[What the task requires] In the data, find the word "shorts" and copy out every line that has it.

[Dataset extract]
++++
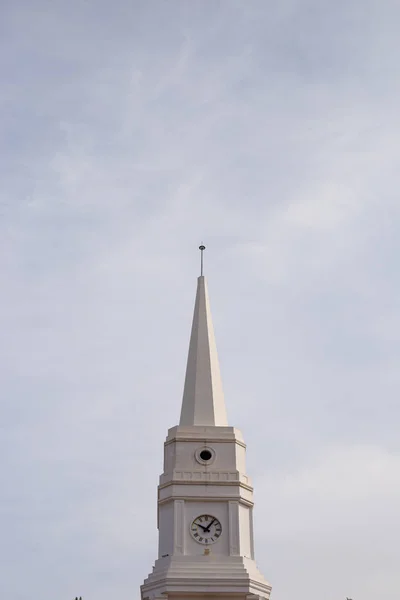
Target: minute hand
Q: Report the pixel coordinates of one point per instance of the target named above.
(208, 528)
++++
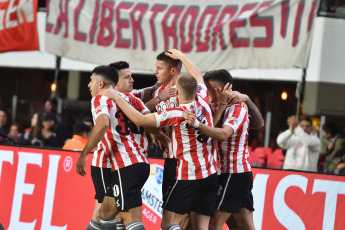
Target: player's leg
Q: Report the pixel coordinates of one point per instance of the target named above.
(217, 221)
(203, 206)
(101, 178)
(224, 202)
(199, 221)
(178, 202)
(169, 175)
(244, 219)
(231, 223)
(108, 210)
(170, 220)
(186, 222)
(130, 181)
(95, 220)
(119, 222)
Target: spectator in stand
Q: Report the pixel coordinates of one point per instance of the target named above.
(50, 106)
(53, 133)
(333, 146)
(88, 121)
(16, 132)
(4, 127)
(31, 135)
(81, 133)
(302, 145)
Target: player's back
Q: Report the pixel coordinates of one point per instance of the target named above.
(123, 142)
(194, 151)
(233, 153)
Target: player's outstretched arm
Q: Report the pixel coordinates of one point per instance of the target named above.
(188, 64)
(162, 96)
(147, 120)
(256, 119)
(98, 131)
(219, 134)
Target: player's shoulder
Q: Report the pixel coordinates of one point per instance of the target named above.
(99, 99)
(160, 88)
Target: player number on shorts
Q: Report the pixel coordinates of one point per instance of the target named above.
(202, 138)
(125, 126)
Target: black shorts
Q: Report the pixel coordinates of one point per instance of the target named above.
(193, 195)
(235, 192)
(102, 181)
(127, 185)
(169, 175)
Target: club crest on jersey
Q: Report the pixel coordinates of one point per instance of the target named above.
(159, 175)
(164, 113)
++++
[Answer to this problem]
Target: player number on shorts
Target: black shorts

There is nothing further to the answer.